● **Things to do**:
1) Decide whether each statement agrees with the Hinterhäuser biography. Answer yes or no for each and quote the exact words of the biography that decide it.
(a) Hinterhäuser studied at the Vienna Conservatory under Oleg Maisenberg.
(b) Hinterhäuser became artistic director of the Salzburg Festival on 1 October 2016.
(c) Karin Bergmann was appointed interim artistic director of the festival in March 2026.
2) In the Hinterhäuser biography, write out the words from "Markus Hinterhäuser (born" up to and including "and Galina Ustvolskaya.", renaming "Arditti Quartet" as "Kronos Quartet".

##### Page text #####

Markus Hinterhäuser (born 30 March 1958 (1959 according to other sources) in La Spezia, Italy) is an Austrian pianist who served as artistic director of the Salzburg Festival from 2016 to 2026. He studied music at the Vienna Conservatory under Elisabeth Leonskaja and the Mozarteum University of Salzburg under Oleg Maisenberg. As a chamber musician, he has performed with several notable performers, including the Arditti Quartet and singer Brigitte Fassbaender. As a piano soloist he is particularly known for his performances of the works of the Second Viennese School and 20th century works by composers like John Cage, Luigi Nono, Morton Feldman and Galina Ustvolskaya.

==Salzburg Festival==
Hinterhäuser became artistic director of the Salzburg Festival on 1 October 2016, and in April 2024 the festival announced that he had been granted a third five-year term, which would have run through 2031. In March 2026, after his relationship with the festival's management had become strained, the festival's supervisory board announced that Hinterhäuser and the festival were parting ways with immediate effect, citing "irreconcilable differences of opinion;" he was placed on leave until the expiry of his contract on 30 September 2026. Karin Bergmann was appointed interim artistic director of the festival in April 2026.

##### Supplied material #####

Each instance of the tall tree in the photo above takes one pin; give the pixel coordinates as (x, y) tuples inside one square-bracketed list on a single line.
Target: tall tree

#####

● **Task-by-task solutions**:
1)
(a) No: "the Vienna Conservatory under Elisabeth Leonskaja and the Mozarteum University of Salzburg under Oleg Maisenberg"
(b) Yes: "Hinterhäuser became artistic director of the Salzburg Festival on 1 October 2016"
(c) No: "Karin Bergmann was appointed interim artistic director of the festival in April 2026"

2)
Markus Hinterhäuser (born 30 March 1958 (1959 according to other sources) in La Spezia, Italy) is an Austrian pianist who served as artistic director of the Salzburg Festival from 2016 to 2026. He studied music at the Vienna Conservatory under Elisabeth Leonskaja and the Mozarteum University of Salzburg under Oleg Maisenberg. As a chamber musician, he has performed with several notable performers, including the Kronos Quartet and singer Brigitte Fassbaender. As a piano soloist he is particularly known for his performances of the works of the Second Viennese School and 20th century works by composers like John Cage, Luigi Nono, Morton Feldman and Galina Ustvolskaya.